Dataset records:
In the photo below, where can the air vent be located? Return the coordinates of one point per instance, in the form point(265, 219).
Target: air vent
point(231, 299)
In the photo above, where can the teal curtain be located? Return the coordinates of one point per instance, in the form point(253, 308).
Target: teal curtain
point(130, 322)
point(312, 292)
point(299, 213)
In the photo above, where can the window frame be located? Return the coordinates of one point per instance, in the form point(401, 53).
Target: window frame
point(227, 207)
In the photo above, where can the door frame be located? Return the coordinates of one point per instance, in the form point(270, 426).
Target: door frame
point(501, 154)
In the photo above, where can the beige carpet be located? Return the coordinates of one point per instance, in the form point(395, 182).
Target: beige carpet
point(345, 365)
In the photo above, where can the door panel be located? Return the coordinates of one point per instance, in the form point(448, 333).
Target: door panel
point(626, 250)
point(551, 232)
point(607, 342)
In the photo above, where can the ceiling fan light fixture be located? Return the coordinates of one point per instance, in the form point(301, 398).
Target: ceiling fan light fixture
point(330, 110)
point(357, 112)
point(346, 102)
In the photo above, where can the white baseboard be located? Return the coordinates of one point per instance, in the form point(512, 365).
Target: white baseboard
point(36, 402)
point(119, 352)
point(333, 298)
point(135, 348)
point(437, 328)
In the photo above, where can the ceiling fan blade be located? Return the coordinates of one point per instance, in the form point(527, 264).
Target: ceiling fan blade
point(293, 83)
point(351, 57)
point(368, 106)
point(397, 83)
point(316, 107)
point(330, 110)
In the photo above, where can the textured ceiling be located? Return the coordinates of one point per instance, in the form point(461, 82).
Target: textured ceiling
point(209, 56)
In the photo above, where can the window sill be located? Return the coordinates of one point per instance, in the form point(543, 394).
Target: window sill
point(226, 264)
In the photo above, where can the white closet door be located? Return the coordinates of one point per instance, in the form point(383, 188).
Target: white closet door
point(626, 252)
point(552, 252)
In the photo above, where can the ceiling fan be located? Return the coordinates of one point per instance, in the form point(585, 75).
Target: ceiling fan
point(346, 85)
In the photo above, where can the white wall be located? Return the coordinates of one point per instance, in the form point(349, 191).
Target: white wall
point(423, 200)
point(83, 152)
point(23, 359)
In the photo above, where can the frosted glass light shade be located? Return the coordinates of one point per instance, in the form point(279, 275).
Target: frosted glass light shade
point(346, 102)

Task instructions: The reply should hold only the lines of the listing above starting at the line containing "In the photo above, where can the door panel" and ending at the line containing "In the photo above, where can the white baseboard", exactly as written.

Task output:
In the photo above, where can the door panel be located? Return the coordinates of one point per instance, in the form point(448, 333).
Target: door panel
point(626, 250)
point(551, 232)
point(607, 342)
In the photo above, where can the ceiling fan light fixture be located? Return the coordinates of one point per instance, in the form point(301, 398).
Target: ceiling fan light fixture
point(330, 110)
point(357, 112)
point(346, 102)
In the photo above, where can the white baseboard be located? Return the coordinates of one point per instance, in the form point(512, 365).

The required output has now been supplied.